§ **Exercise goal**: Pull out every line in the rows below that contains the word "rear", and copy each one unchanged.

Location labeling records
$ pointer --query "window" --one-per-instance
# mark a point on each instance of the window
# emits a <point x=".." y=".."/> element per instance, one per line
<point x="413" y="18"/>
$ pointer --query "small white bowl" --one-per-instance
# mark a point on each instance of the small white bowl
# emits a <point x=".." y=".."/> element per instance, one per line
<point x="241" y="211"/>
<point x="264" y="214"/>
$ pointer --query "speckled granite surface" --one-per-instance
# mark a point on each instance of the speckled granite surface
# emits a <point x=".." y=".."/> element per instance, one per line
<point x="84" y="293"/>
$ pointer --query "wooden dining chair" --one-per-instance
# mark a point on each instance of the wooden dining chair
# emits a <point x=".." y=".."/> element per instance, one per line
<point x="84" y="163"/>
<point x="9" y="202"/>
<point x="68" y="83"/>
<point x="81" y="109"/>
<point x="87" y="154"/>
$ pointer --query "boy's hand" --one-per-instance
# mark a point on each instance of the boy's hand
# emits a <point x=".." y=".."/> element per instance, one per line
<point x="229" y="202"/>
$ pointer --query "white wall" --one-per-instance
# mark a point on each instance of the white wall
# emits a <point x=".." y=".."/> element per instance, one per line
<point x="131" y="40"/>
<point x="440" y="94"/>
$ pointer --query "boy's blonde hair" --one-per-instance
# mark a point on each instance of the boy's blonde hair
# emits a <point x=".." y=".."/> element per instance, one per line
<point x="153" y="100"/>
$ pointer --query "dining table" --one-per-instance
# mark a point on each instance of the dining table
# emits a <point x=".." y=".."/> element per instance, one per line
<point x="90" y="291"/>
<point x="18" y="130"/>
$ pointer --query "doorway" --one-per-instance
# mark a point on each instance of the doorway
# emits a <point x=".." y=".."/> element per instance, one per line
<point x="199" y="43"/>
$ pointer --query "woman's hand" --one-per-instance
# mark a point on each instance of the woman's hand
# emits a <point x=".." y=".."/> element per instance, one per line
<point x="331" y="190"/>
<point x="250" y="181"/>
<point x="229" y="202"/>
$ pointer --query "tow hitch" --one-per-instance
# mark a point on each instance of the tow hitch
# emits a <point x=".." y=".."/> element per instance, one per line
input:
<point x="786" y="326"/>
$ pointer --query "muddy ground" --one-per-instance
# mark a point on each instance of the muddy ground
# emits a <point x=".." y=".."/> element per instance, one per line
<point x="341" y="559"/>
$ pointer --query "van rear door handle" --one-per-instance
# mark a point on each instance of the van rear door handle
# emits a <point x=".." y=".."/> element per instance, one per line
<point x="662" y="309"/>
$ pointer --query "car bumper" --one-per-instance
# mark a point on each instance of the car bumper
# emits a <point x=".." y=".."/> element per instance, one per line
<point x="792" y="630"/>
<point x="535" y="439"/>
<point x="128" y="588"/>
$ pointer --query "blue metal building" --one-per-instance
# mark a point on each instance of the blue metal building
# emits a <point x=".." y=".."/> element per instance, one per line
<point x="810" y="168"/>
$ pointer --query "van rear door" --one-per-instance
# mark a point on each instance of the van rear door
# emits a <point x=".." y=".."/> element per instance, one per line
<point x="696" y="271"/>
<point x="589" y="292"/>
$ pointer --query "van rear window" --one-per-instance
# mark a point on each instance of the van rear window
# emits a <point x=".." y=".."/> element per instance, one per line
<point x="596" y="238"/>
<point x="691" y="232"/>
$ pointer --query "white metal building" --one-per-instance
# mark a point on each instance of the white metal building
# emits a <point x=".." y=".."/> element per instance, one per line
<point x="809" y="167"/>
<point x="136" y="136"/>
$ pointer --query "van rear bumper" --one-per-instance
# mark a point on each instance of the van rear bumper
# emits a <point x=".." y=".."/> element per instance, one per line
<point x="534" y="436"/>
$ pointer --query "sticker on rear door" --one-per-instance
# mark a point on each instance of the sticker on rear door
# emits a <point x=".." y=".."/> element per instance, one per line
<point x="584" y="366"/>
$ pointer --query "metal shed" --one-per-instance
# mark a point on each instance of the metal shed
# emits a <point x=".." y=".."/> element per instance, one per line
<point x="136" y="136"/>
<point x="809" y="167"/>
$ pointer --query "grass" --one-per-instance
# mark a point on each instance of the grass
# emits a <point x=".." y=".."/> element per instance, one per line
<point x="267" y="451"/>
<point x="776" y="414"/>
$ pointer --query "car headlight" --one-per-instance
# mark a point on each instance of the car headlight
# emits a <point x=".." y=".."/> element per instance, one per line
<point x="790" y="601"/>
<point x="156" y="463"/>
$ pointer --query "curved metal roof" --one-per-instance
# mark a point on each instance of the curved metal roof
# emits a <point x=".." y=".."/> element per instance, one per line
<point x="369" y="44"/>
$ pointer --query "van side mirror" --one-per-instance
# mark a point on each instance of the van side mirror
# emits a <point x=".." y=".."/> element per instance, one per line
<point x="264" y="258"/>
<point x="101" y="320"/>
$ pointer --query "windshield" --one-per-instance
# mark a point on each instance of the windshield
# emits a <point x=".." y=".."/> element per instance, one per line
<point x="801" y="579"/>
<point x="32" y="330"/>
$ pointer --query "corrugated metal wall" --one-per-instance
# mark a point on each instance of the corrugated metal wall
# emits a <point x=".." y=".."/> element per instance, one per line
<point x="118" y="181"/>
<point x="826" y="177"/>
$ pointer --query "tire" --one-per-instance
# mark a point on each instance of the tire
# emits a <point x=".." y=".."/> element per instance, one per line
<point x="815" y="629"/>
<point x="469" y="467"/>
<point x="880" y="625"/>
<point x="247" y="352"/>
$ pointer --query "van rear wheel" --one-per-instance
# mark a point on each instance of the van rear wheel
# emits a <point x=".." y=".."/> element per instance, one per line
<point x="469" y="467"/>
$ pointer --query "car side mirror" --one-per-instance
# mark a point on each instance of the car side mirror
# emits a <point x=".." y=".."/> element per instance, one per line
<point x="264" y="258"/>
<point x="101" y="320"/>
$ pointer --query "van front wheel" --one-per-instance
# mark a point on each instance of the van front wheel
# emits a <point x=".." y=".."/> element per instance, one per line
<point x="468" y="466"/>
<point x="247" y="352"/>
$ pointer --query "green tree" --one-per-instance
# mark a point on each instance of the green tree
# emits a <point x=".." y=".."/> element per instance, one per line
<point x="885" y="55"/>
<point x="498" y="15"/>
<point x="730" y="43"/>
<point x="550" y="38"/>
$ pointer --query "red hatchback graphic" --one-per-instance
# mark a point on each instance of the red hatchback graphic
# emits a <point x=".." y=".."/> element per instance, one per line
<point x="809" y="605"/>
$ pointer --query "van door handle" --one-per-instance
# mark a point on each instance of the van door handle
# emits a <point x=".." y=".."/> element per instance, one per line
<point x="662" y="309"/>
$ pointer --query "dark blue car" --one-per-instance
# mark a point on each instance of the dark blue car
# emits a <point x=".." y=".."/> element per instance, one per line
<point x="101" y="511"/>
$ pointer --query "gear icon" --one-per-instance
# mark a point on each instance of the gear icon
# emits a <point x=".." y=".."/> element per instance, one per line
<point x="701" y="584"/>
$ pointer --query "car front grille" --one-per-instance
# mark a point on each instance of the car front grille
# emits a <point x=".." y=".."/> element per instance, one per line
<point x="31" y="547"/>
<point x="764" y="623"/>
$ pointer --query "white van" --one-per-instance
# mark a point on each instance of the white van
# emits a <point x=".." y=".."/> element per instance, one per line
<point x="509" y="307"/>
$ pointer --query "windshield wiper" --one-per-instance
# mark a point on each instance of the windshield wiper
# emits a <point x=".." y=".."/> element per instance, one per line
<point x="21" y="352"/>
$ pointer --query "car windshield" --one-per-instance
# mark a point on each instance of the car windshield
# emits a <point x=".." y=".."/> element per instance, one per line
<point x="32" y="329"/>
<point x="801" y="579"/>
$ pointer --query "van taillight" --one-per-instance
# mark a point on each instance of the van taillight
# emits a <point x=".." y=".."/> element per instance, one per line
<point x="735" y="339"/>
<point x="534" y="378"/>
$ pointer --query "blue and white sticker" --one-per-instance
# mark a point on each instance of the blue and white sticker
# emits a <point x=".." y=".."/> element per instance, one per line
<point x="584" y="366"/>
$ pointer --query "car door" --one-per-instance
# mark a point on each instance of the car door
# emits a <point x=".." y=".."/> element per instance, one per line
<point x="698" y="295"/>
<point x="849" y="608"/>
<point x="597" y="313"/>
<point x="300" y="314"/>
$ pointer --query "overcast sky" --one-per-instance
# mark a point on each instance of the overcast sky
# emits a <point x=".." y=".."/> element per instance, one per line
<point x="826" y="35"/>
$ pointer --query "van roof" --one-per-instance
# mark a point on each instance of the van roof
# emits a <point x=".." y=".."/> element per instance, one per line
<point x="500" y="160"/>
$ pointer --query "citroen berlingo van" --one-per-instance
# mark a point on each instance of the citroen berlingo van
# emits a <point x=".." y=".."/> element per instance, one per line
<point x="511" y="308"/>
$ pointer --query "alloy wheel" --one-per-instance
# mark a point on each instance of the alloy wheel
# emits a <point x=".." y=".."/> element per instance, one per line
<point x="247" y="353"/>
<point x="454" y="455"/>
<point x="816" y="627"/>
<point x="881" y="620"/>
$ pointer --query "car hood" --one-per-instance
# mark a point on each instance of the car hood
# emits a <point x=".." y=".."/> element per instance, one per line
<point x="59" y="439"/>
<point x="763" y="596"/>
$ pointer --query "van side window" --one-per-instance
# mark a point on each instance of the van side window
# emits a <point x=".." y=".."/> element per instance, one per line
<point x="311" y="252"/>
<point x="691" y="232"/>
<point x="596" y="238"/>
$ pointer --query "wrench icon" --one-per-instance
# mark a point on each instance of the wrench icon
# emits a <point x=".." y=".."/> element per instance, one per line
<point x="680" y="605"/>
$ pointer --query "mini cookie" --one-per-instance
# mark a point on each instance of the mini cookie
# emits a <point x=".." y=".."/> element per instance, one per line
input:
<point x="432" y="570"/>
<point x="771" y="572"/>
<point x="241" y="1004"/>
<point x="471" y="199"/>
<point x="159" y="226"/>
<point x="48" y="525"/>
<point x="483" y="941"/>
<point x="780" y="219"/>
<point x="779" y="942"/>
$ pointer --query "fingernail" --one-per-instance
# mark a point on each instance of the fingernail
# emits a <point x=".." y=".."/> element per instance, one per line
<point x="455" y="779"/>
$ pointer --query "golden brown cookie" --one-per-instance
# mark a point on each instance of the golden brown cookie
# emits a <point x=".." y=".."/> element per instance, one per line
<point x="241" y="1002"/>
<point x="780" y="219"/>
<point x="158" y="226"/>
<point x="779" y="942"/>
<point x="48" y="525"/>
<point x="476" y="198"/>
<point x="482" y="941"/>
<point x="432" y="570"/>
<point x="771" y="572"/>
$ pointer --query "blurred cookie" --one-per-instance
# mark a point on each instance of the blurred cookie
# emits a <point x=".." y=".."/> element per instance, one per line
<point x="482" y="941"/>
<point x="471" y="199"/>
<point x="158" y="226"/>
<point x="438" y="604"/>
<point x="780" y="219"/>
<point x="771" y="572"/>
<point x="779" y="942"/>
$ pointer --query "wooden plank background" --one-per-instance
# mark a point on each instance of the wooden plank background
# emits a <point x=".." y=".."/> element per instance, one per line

§ **The completed task**:
$ pointer --query "van rear door handle" --one-per-instance
# mark a point on each instance of the van rear door handle
$ pointer --query "van rear door" --one-per-instance
# mark a point on each instance of the van rear door
$ pointer --query "van rear window" --one-per-instance
# mark a point on each instance of the van rear window
$ pointer --query "van rear bumper" --one-per-instance
# mark a point on each instance of the van rear bumper
$ pointer --query "sticker on rear door" --one-per-instance
# mark a point on each instance of the sticker on rear door
$ pointer --query "van rear wheel" --one-per-instance
# mark a point on each instance of the van rear wheel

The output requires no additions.